Transcribe all of the material exactly.

start Entries supplied

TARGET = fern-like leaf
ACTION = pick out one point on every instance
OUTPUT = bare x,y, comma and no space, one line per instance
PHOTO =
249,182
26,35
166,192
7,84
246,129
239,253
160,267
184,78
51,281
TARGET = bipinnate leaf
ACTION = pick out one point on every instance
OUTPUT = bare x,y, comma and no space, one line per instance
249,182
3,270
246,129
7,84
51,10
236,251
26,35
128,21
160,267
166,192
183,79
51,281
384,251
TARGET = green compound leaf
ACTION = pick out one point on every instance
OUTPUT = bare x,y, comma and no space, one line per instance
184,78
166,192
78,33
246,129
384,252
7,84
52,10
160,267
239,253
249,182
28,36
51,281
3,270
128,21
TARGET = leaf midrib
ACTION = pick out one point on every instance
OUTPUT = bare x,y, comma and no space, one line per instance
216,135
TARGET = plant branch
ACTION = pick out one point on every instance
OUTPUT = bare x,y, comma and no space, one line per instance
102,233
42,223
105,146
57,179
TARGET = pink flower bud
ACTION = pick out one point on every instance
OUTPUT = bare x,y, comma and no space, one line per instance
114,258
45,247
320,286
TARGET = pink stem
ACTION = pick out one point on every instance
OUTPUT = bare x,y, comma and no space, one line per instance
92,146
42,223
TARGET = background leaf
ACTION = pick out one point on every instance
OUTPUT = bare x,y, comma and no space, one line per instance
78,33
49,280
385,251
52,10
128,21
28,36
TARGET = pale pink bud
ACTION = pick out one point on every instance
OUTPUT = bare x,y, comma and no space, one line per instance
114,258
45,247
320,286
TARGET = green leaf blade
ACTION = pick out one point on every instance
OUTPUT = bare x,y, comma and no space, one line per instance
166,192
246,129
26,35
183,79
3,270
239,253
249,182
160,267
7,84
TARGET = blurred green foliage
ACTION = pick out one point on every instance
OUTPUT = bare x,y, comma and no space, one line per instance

end Entries supplied

The result:
TARGET = fern-like leaf
ACTION = pick out one point on every instance
OUTPUT = bare x,y, comma and no space, one line per instance
PHOTO =
249,182
26,35
166,192
7,84
246,129
239,253
160,267
184,78
51,281
TARGET = bipinnate leaf
ACTION = pick out one point on every instance
OUTPUT = bare x,y, comma and no space, one line per instance
249,182
3,270
246,129
7,84
51,10
236,251
26,35
128,21
160,267
166,192
183,79
51,281
384,251
TARGET = green compound leaf
ACTION = pick out one point on every instance
OUTPUT = bare x,y, comma and no space, one line per instance
184,78
166,192
78,33
246,129
384,252
7,84
52,10
160,267
239,253
249,182
28,36
51,281
3,270
128,21
TARGET = leaf midrib
ACTION = pick out one point on every instance
OUTPUT = bare x,y, comma and no space, one line per instance
216,135
TARGET = plant branch
ACTION = pick out one point on every instance
OUTPUT = bare x,y, comma and no space, one line per instance
102,233
42,223
105,146
57,179
TARGET = pink flower bud
ACTION = pick out one point on every instance
OUTPUT = bare x,y, comma and no space, one line per instance
114,258
45,247
320,286
TARGET = pink stem
ACTION = pick out one point on every instance
OUTPUT = bare x,y, comma and no space, one line per instance
92,146
42,223
TARGET = background leaf
ACTION = pick out one point on every instance
OUTPUT = bare x,y, comma and no space, one line per instance
78,33
49,280
385,251
52,10
128,21
28,36
TARGET = pale pink bud
ACTION = pick out one point on every instance
OUTPUT = bare x,y, comma and no space, one line per instance
114,258
45,247
320,286
TARGET = green leaf blade
ACTION = pick out one point on every instance
OUTPUT = bare x,y, comma and no space, one line per instance
166,192
246,129
26,35
183,79
3,270
239,253
249,182
160,267
7,84
TARGET = blurred green foliage
ACTION = pick out one point on every instance
OUTPUT = bare x,y, comma and no space, one line per instance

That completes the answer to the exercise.